» Exercise details
Identify every line in the records below that contains the word "umbrella", and copy each of those lines.

» Records to use
• • • • •

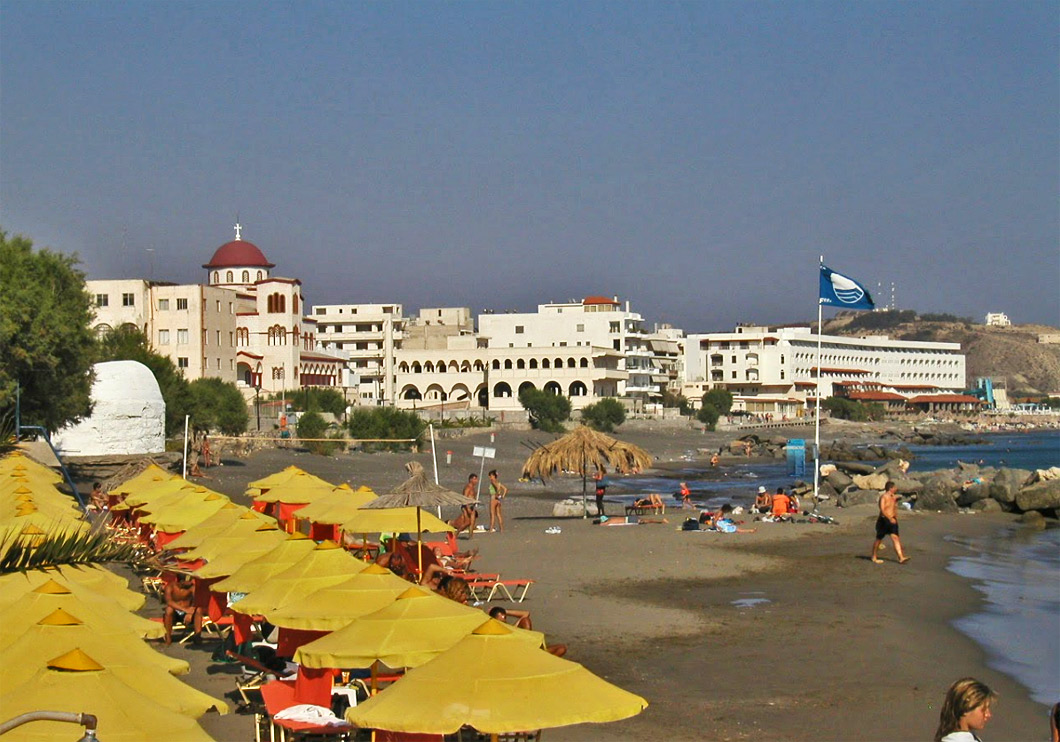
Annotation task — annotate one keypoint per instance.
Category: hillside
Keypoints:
(1011, 355)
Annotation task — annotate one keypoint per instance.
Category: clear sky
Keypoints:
(692, 157)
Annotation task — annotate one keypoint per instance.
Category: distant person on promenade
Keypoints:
(965, 711)
(469, 513)
(601, 489)
(886, 524)
(497, 493)
(763, 501)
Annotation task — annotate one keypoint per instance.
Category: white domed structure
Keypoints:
(128, 414)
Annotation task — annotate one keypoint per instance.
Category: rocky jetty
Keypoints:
(966, 486)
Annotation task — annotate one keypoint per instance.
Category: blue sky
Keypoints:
(694, 158)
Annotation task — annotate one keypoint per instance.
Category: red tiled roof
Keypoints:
(599, 300)
(876, 396)
(925, 399)
(239, 253)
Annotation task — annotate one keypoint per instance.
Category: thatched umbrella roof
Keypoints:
(418, 491)
(581, 449)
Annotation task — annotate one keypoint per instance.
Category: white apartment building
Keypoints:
(774, 370)
(244, 325)
(366, 336)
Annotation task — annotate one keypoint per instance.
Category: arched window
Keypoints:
(501, 389)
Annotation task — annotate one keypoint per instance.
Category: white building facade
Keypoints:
(775, 370)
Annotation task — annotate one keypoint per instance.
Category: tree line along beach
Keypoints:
(788, 633)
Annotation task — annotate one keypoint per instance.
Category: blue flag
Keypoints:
(837, 289)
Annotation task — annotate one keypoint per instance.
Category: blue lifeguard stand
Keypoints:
(796, 457)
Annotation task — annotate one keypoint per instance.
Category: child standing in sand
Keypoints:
(497, 492)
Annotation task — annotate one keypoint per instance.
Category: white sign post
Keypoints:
(483, 453)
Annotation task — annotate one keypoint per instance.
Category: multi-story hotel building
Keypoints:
(243, 325)
(775, 370)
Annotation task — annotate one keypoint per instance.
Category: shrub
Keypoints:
(386, 422)
(604, 416)
(547, 410)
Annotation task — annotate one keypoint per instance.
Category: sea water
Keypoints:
(1018, 571)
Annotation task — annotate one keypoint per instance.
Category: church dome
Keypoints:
(239, 253)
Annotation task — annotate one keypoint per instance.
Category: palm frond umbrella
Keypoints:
(418, 492)
(581, 448)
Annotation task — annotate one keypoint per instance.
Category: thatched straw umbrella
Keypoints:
(581, 448)
(418, 492)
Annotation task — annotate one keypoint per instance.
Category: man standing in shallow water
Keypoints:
(886, 524)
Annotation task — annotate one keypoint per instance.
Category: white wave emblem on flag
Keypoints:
(846, 290)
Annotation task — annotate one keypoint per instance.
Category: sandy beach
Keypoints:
(831, 648)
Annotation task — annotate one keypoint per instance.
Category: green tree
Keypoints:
(46, 339)
(604, 416)
(217, 405)
(129, 343)
(547, 410)
(385, 422)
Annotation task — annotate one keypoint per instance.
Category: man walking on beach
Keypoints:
(886, 524)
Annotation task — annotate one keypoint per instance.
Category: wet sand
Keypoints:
(843, 650)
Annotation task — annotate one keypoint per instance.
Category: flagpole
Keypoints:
(816, 417)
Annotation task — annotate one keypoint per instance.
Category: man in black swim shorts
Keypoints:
(886, 524)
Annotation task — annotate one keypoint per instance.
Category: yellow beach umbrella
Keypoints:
(259, 570)
(75, 682)
(409, 632)
(328, 564)
(337, 507)
(241, 553)
(84, 582)
(62, 631)
(218, 523)
(148, 478)
(496, 683)
(333, 607)
(244, 531)
(100, 614)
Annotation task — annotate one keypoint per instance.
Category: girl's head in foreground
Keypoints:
(966, 708)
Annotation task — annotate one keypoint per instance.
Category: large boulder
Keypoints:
(840, 480)
(938, 494)
(1043, 495)
(1007, 482)
(876, 480)
(986, 505)
(855, 496)
(973, 493)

• • • • •

» Solution to this exercise
Category: thatched umbrella roof
Category: palm frond umbrella
Category: thatched straw umbrella
Category: yellow beach umbrella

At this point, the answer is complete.